Google TV
August 25th, 2010 § Leave a Comment
This speaks for itself in case you have NOT seen it. Not sure if I need 5,785,912,012 new channels, but it is coming.
What’s to come in 2010
January 7th, 2010 § Leave a Comment
Some thoughts and predictions for 2010:
Computers/OS:
Google’s OS and Google’s Browser Chrome will further erode Microsoft’s OS dominance.
Phones:
Google’s Nexus One is not an iPhone killer but what would be much more powerful and meaningful would be for Google to offer a ‘subsidized’ cell phone service through a carrier in exchange for watching ads – no more cell bills. That MIGHT make me give-up my iPhone habit.
TV/Cable:
TV Everywhere will dominate as cable subscribers will WANT to get what they see at home on their PC’s, phones, etc. They will want this because its only a matter of time before Hulu (and other online content aggregators) lose their premium content or require a subscription fee. (Smell Comcast here?). Boxee, Roku, Sezmi and Zillion TV will have tough sledding IF Apple TV hopefully syncs a (rumored) TV subscription service with their upcoming iTablet/iSlate.

**Outline annotation records:**
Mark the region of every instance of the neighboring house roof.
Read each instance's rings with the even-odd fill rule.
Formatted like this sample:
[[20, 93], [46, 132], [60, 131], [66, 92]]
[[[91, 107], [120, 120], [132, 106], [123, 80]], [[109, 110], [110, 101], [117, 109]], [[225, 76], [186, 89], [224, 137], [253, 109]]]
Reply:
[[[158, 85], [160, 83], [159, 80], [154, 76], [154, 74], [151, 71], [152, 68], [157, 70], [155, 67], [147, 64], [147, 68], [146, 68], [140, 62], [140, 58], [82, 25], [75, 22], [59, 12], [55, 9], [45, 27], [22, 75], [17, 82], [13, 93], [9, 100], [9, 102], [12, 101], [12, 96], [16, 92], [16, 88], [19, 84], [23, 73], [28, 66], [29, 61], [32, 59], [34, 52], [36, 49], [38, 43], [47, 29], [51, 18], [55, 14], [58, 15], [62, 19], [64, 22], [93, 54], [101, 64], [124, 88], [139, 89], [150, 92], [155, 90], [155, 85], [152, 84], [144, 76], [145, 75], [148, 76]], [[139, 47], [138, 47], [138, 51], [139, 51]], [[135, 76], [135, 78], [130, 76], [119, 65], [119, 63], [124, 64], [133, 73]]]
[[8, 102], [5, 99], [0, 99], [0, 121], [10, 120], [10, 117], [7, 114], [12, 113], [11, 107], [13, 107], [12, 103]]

**WHAT YOU WILL DO:**
- A) In the tech blog posts, what does the writer say might lead to giving up the iPhone habit?
- B) Quote the tech blog posts between "What’s to come" and "my iPhone habit.", inclusive.

**RESPONSES:**
- A) Google offering a subsidized cell phone service through a carrier in exchange for watching ads.

- B)
What’s to come in 2010
January 7th, 2010 § Leave a Comment
Some thoughts and predictions for 2010:
Computers/OS:
Google’s OS and Google’s Browser Chrome will further erode Microsoft’s OS dominance.
Phones:
Google’s Nexus One is not an iPhone killer but what would be much more powerful and meaningful would be for Google to offer a ‘subsidized’ cell phone service through a carrier in exchange for watching ads – no more cell bills. That MIGHT make me give-up my iPhone habit.